• PASSAGE SHOWN:
>>>>

NATHAN NG, University of Lethbridge
Simple zeros of modular L-functions  [PDF]

An old problem in analytic number theory is to show that an L-function possesses simple zeros. Thanks to work of Levinson and Bauer, it is known that any degree one L-function has infinitely many simple zeros. For degree two L-functions there are fewer results known. In this talk I will present some recent work which establishes the existence of infinitely many simple zeros for the L-functions attached to certain modular forms. This is joint work with M.B. Milinovich.

DAMIEN ROY, University of Ottawa
On rational approximation to real points on conics  [PDF]

Let $q(x_0,x_1,x_2)$ be a homogeneous polynomial of degree 2 in 3 variables, with rational coefficients. Assume that $q$ admits a non-trivial real zero and that $q$ is irreducible over the field $\mathbb{Q}$ of rational numbers. Denote by $U$ the set of real zeros of $q$ having $\mathbb{Q}$-linearly independent coordinates. We show that

a) each point in $U$ has an exponent of uniform rational approximation between $1/2$ and $1/\gamma \cong 0.618$, where $\gamma$ denotes the golden ratio,

b) the elements of $U$ for which the upper bound is achieved form an infinite countable set.

For $q(x_0,x_1,x_2) = x_0x_2 - x_1^2$, the statement a) is due to Davenport and Schmidt (1967) while b) is due to the author (2003). When $q$ is irreducible over $\mathbb{R}$ and admits a non-trivial rational zero, we are quickly reduced to that case. Otherwise, the proof of a) is simpler, but the existence of "extremal" points in b) requires additional tools.

MICHAEL RUBINSTEIN, University of Waterloo
Experiments with the explicit formula  [PDF]

The explicit formula relates the zeros of an L-function with its logarithmic derivative. I'll describe some experiments that I have carried out with the explicit formula.

<<<<

• REQUIRED WORK:
a – In the number theory talk abstracts, who is named as Nathan Ng's collaborator on the work about simple zeros?
b – Write the next few sentences of the number theory talk abstracts.

• RECORD EXTRACTS:
>>>>

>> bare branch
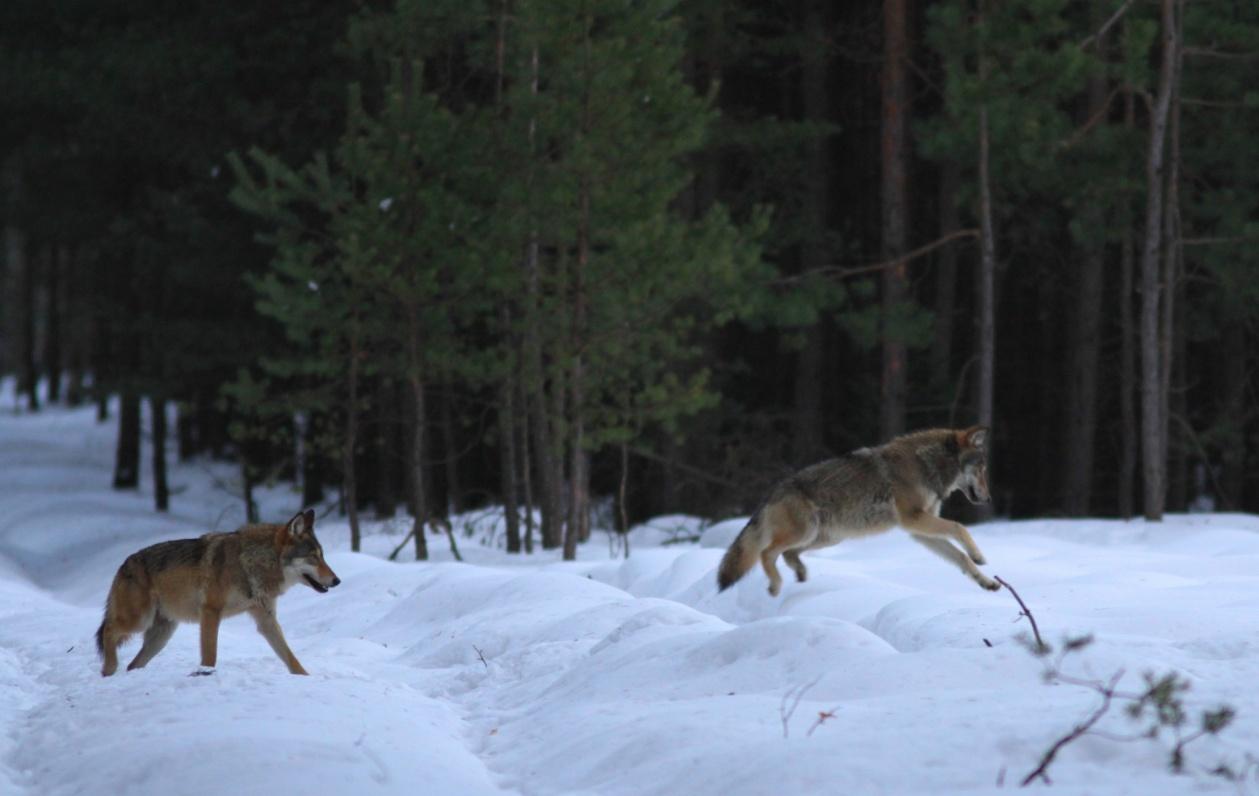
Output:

<<<<
>>>>

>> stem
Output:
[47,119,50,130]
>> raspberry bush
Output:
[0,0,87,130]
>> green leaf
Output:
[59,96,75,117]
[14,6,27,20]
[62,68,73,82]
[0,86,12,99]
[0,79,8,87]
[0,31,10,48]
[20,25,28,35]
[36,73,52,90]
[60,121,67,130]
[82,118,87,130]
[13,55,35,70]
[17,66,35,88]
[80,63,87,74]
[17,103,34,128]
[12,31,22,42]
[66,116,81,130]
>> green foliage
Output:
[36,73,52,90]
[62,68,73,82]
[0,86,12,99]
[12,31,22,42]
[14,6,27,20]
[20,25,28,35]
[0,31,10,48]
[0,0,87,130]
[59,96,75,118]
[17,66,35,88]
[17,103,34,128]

<<<<

• ANSWERS TO THE PROBLEMS:
a – M.B. Milinovich.

b –
KATHERINE STANGE, Stanford University
Integral points on elliptic curves and explicit valuations of division polynomials  [PDF]

Assuming Lang's conjectured lower bound on the heights of non-torsion points on an elliptic curve, we show that there exists an absolute constant $C$ such that for any elliptic curve $E/\mathbb{Q}$ and non-torsion point $P$ in $E(\mathbb{Q})$, there is at most one integral multiple $[n]P$ such that $n > C$. The proof is a modification of a proof of Ingram giving an unconditional but not uniform bound. The new ingredient is a collection of explicit formulae for the sequence of valuations of the division polynomials. For $P$ of non-singular reduction, such sequences are already well described in most cases, but for $P$ of singular reduction, we are led to define a new class of sequences called elliptic troublemaker sequences, which measure the failure of the Néron local height to be quadratic. As a corollary in the spirit of a conjecture of Lang and Hall, we obtain a uniform upper bound on the height of integral points having two large integral multiples, in terms of the height of the curve.

CHESTER WEATHERBY, Queen's University
Special Values of the Gamma Function  [PDF]

We will discuss the Gamma function at arguments from an imaginary quadratic field. During the talk we will see a connection to infinite products and in some cases we are able to say something about their transcendental nature.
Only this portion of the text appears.